Text shown
• • • • • • •

Small RNAs are Big in Biology: BU Researchers Discover Unique Mechanism
Boston University researchers published a groundbreaking paper in “Molecular Cell” earlier this year, identifying a unique mechanism of guide RNA biogenesis. The paper, “Antisense Transcripts Delimit Exonucleolytic Activity of the Mitochondrial 3’ Processome to Generate Guide RNAs,” details a fundamentally novel molecular mechanism of making guide RNAs (gRNAs).
This paper was authored by a team of researchers led by Dr. Ruslan Afasizhev, Professor of Molecular and Cell Biology. The BU contributors were Dr. Takuma Suematsu, Postdoctoral Associate in the Department of Molecular and Cell Biology; Dr. Liye Zhang, Postdoctoral Fellow, and Dr. Stefano Monti, Associate Professor in the Section of Computational Biomedicine; Dr. Inna Afasizheva, Assistant Professor in the Department of Molecular and Cell Biology; Dr. Qi Wang, Postdoctoral Associate in the Department of Biochemistry; and Dr. Catherine E. Costello, Director of the Center for Biomedical Mass Spectrometry in the Department of Biochemistry. Dr. Lan Huang, from the Department of Physiology & Biophysics of the Boston University School of Medicine (BUSM) and the University of California, Irvine, also contributed to the paper.

• • • • • • •

Given entries
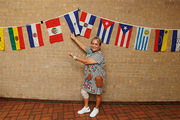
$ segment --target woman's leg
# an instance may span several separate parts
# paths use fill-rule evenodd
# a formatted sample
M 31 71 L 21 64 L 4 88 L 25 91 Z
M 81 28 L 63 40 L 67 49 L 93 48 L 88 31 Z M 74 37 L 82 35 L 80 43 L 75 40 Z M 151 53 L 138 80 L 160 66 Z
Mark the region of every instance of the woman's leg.
M 84 107 L 78 111 L 78 114 L 84 114 L 84 113 L 88 113 L 90 112 L 90 108 L 88 106 L 88 102 L 89 102 L 89 94 L 85 91 L 85 90 L 81 90 L 81 94 L 84 98 Z
M 85 107 L 89 107 L 88 103 L 89 103 L 89 98 L 84 99 L 84 106 Z
M 101 94 L 100 95 L 96 95 L 96 106 L 95 108 L 99 108 L 100 104 L 101 104 L 101 100 L 102 100 L 102 97 L 101 97 Z
M 88 103 L 89 103 L 89 94 L 85 91 L 85 90 L 81 90 L 81 94 L 84 98 L 84 106 L 85 107 L 89 107 Z

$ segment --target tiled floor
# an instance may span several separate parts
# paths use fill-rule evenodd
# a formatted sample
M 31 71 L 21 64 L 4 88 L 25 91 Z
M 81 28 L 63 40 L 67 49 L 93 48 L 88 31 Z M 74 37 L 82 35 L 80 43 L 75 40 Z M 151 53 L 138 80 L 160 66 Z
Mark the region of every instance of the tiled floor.
M 93 109 L 94 102 L 90 103 Z M 102 103 L 100 113 L 78 115 L 83 102 L 0 99 L 0 120 L 180 120 L 180 103 Z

• • • • • • •

Problem
According to the text about the BU guide RNA study, which journal published the researchers' paper?

Expected output
The paper was published in "Molecular Cell."